Goal: Write out the rows below again, swapping "integer pixel values" for "whole-number pixel coordinates" wherever it occurs and leaving everything else unchanged.

Part of a data file:
——————————
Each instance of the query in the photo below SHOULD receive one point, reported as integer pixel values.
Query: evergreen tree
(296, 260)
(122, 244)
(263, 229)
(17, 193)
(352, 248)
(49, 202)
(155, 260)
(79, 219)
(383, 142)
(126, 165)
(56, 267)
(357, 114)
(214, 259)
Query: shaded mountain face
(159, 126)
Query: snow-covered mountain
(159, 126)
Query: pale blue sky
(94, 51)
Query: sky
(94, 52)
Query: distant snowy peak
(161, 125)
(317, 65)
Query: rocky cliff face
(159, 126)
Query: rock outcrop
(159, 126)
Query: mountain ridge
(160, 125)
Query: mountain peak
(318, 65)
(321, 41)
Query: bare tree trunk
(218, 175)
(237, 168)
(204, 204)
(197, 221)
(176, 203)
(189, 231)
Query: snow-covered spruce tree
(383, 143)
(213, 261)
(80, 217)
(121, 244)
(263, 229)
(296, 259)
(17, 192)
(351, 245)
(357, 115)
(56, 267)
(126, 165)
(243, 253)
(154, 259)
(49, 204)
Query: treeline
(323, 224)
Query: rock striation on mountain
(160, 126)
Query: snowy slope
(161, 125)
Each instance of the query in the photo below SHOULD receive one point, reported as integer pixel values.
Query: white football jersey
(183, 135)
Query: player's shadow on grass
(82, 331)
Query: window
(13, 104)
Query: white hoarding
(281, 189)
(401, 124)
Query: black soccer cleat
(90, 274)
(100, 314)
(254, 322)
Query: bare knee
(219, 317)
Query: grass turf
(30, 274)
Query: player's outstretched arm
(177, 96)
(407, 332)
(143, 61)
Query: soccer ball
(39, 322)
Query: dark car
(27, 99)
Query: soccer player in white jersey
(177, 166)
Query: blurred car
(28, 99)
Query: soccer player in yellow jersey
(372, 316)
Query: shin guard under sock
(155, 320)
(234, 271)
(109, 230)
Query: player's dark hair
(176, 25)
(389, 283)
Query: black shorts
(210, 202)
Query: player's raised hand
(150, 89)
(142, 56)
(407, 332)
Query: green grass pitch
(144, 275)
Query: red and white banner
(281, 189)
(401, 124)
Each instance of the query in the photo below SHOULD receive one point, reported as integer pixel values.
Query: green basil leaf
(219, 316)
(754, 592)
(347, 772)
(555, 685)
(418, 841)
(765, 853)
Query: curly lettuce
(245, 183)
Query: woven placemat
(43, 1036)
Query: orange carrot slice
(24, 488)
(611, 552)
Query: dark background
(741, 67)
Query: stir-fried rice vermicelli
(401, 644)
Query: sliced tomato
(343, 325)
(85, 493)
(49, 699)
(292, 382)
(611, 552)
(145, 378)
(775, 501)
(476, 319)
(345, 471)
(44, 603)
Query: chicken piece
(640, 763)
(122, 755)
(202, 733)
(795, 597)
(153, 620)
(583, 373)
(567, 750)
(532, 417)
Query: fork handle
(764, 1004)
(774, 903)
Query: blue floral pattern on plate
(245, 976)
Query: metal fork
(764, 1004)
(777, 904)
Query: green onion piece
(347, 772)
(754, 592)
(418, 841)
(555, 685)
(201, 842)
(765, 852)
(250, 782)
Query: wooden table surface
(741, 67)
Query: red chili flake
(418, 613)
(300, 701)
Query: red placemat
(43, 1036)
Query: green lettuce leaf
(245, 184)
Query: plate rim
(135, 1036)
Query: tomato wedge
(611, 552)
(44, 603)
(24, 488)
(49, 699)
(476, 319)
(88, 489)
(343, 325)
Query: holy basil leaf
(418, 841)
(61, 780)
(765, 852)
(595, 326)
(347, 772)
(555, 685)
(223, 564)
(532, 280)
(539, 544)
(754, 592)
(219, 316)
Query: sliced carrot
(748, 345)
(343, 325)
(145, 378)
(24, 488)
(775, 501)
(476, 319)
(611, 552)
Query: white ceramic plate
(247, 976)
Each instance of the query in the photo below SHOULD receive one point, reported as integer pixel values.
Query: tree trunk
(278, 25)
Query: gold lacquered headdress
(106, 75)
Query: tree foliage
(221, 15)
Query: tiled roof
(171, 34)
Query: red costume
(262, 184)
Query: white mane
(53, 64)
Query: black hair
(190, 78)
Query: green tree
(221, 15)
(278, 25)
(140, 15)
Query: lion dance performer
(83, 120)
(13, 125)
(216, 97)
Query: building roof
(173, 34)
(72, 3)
——————————
Completed exercise:
Each instance of the query in the photo below SHOULD receive one point, reported as whole-number pixel coordinates.
Query: evergreen tree
(296, 260)
(122, 244)
(263, 229)
(17, 193)
(352, 248)
(49, 202)
(155, 260)
(79, 219)
(383, 142)
(126, 165)
(56, 267)
(357, 114)
(214, 259)
Query: shaded mountain face
(159, 126)
Query: snow-covered mountain
(159, 126)
Query: pale blue sky
(94, 51)
Query: sky
(94, 52)
Query: distant snowy peak
(161, 125)
(317, 65)
Query: rocky cliff face
(159, 126)
Query: rock outcrop
(159, 126)
Query: mountain ridge
(160, 125)
Query: mountain peak
(318, 65)
(321, 41)
Query: bare tree trunk
(218, 175)
(237, 168)
(204, 204)
(197, 221)
(176, 203)
(189, 231)
Query: snow-covered spruce tree
(383, 143)
(213, 261)
(80, 217)
(121, 244)
(263, 229)
(296, 259)
(17, 192)
(351, 245)
(357, 115)
(56, 267)
(126, 165)
(243, 253)
(154, 259)
(49, 204)
Query: treeline
(323, 224)
Query: rock striation on mountain
(160, 126)
Query: snowy slope
(161, 125)
Each instance of the query in the photo below SHOULD receive one point, reported as whole-number pixel coordinates.
Query: white football jersey
(183, 135)
Query: player's shadow on grass
(82, 331)
Query: window
(13, 104)
Query: white hoarding
(281, 189)
(401, 124)
Query: black soccer cleat
(90, 274)
(100, 314)
(254, 322)
Query: bare knee
(219, 317)
Query: grass turf
(30, 274)
Query: player's outstretched arm
(177, 96)
(407, 332)
(143, 61)
Query: soccer ball
(39, 322)
Query: dark car
(27, 99)
Query: soccer player in white jersey
(177, 166)
Query: blurred car
(28, 99)
Query: soccer player in yellow jersey
(372, 316)
Query: shin guard under sock
(155, 320)
(234, 271)
(109, 230)
Query: player's dark hair
(176, 25)
(389, 283)
Query: black shorts
(210, 202)
Query: player's raised hand
(150, 89)
(142, 56)
(407, 332)
Query: green grass pitch
(144, 275)
Query: red and white banner
(281, 189)
(401, 124)
Each instance of the query in the photo below SHOULD receive one point, reported as whole-number pixel coordinates.
Query: green basil leaf
(219, 316)
(754, 592)
(347, 772)
(555, 685)
(418, 841)
(765, 853)
Query: curly lettuce
(245, 183)
Query: woven placemat
(43, 1036)
Query: orange carrot slice
(24, 488)
(611, 552)
Query: dark background
(741, 67)
Query: stir-fried rice vermicelli
(401, 644)
Query: sliced tomato
(343, 325)
(85, 493)
(49, 699)
(292, 382)
(611, 552)
(145, 378)
(775, 501)
(476, 319)
(345, 471)
(44, 603)
Query: chicken piece
(640, 763)
(122, 755)
(202, 733)
(795, 597)
(153, 620)
(583, 373)
(567, 750)
(532, 417)
Query: fork handle
(764, 1004)
(774, 903)
Query: blue floral pattern on plate
(245, 976)
Query: metal fork
(764, 1004)
(777, 904)
Query: green onion piece
(347, 772)
(754, 592)
(418, 841)
(555, 685)
(201, 842)
(765, 852)
(250, 782)
Query: wooden table surface
(741, 67)
Query: red chili flake
(418, 613)
(300, 701)
Query: red placemat
(43, 1036)
Query: green lettuce leaf
(245, 184)
Query: plate rim
(135, 1036)
Query: tomato wedge
(611, 552)
(44, 603)
(24, 488)
(49, 699)
(476, 319)
(88, 489)
(343, 325)
Query: holy basil leaf
(418, 841)
(61, 780)
(765, 852)
(595, 326)
(347, 772)
(555, 685)
(223, 564)
(532, 280)
(539, 544)
(754, 592)
(219, 316)
Query: sliced carrot
(748, 345)
(343, 325)
(145, 378)
(24, 488)
(775, 501)
(476, 319)
(611, 552)
Query: white ceramic plate
(247, 976)
Each instance of the query in the photo below SHOULD receive one point, reported as whole-number pixel coordinates.
Query: tree trunk
(278, 25)
Query: gold lacquered headdress
(106, 75)
Query: tree foliage
(221, 15)
Query: tiled roof
(171, 34)
Query: red costume
(262, 184)
Query: white mane
(53, 64)
Query: black hair
(190, 78)
Query: green tree
(221, 15)
(278, 25)
(140, 15)
Query: lion dance performer
(83, 120)
(13, 125)
(216, 97)
Query: building roof
(173, 34)
(72, 3)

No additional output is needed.